* **Task statement**: Duplicate the lines in the rows below word for word.

Rows from a dataset:
==*==

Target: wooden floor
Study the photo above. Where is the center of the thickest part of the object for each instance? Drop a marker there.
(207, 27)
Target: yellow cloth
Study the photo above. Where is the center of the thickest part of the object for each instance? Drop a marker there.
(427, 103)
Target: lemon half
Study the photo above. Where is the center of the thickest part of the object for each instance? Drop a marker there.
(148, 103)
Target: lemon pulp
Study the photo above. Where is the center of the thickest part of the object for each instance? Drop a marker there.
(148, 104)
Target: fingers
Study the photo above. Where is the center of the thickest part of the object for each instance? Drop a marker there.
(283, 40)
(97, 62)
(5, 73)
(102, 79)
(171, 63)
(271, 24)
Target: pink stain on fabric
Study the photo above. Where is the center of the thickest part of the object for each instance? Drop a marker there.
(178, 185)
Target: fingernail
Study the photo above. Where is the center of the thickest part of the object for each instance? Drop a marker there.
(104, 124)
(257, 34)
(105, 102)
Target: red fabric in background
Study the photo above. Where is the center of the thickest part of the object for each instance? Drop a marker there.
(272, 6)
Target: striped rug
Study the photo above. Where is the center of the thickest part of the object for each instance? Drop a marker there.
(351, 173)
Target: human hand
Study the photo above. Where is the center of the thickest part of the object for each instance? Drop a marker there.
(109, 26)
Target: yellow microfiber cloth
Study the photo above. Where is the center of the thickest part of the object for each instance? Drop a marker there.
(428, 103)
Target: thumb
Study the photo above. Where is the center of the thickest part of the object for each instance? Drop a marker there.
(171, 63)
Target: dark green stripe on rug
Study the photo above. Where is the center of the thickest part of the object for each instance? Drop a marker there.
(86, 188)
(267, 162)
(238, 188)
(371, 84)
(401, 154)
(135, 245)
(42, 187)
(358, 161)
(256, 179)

==*==

* **Result of the exercise**:
Target: wooden floor
Study the photo above. Where is the center of the thickest part of the object for each instance? Drop a marker there.
(207, 27)
Target: yellow cloth
Study the photo above. Where is the center of the thickest part of the object for each instance? Drop a marker there.
(427, 103)
Target: lemon half
Study the photo above. Where is the center of the thickest part of the object for each instance? Drop a marker there.
(148, 103)
Target: lemon pulp
Study the photo above. Where is the center of the thickest part of the object for each instance? Drop a marker there.
(148, 104)
Target: fingers
Study the photo above. Where is the center of the thickest part of the object for each instance? Drop a marker there.
(283, 40)
(97, 62)
(5, 73)
(102, 79)
(171, 63)
(271, 24)
Target: pink stain on fabric
Study the photo above. Where is the center of the thickest part of the object for each instance? Drop a marker there.
(178, 185)
Target: fingernail
Study the photo above. Where is the center of the thickest part of the object for each instance? Drop a marker there.
(104, 124)
(257, 34)
(105, 102)
Target: red fabric in background
Study the photo above. Where is the center of the thickest part of the object for each instance? Drop a marker there.
(272, 6)
Target: striped rug
Study the photo above. Where is the center of the thickest part of the object for each instance? Drop a marker there.
(351, 173)
Target: human hand
Study the photo above. Where is the center of the thickest part of the object for each instance? Drop a marker there.
(109, 26)
Target: yellow microfiber cloth
Study the photo above. Where is the center of the thickest part of the object for each instance? Drop a marker there.
(428, 103)
Target: thumb
Study the photo above. Where is the center of the thickest part of the object for each instance? Drop a marker there.
(171, 63)
Target: dark green stripe on rug
Study the photo above. Where is the center of the thickest part of the object for each instance? Drop a marker there.
(86, 188)
(267, 162)
(238, 188)
(371, 84)
(401, 154)
(135, 245)
(42, 187)
(358, 161)
(256, 179)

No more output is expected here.